# Saved entries
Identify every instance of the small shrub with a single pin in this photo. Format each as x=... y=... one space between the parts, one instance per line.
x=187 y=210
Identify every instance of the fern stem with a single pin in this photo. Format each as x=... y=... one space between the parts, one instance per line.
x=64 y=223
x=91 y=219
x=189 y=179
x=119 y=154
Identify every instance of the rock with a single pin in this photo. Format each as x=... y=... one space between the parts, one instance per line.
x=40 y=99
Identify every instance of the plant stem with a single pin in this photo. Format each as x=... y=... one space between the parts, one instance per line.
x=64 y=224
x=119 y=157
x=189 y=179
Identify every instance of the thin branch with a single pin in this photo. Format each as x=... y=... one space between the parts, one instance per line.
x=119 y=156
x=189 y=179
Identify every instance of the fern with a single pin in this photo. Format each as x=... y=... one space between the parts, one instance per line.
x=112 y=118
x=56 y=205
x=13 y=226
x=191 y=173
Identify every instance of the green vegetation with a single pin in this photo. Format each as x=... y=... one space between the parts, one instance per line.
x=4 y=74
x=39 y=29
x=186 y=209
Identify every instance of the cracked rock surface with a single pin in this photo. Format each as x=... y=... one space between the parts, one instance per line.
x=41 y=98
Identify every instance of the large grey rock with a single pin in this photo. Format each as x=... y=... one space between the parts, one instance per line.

# Exercise objective
Please repeat each line above exactly.

# Problem solution
Identify every instance of the small shrub with a single pin in this photo. Format each as x=... y=... one space between the parts, one instance per line.
x=187 y=210
Identify every instance of the fern stem with a single pin in this photo. Format each as x=... y=... one space between the parts, one instance per line.
x=64 y=223
x=91 y=219
x=189 y=179
x=119 y=154
Identify every instance of the rock with a single pin in this photo. Format each as x=... y=... one space between the parts, one instance per line.
x=40 y=99
Identify every instance of the plant stem with a single pin in this photo. Format each as x=... y=... one space between the parts, one instance per line.
x=64 y=224
x=119 y=157
x=189 y=179
Identify every instance of the thin branch with a single pin in this photo. Format each as x=... y=... one space between the parts, one instance per line.
x=119 y=156
x=189 y=179
Identify every instance of the fern with a single pin in this photo. Format each as x=... y=... one space between the parts, one instance per line.
x=112 y=118
x=56 y=205
x=13 y=226
x=191 y=173
Identify every instance of the green vegetation with a single pin in this photo. Format each as x=... y=... one space between the parts, one instance per line.
x=4 y=74
x=39 y=29
x=186 y=209
Identify every instance of the cracked rock surface with a single pin in this photo. Format each as x=... y=... one space between the parts, one instance per line.
x=41 y=98
Identify every instance of the large grey rock with a single pin in this photo. Format each as x=... y=... one space between the parts, one instance per line.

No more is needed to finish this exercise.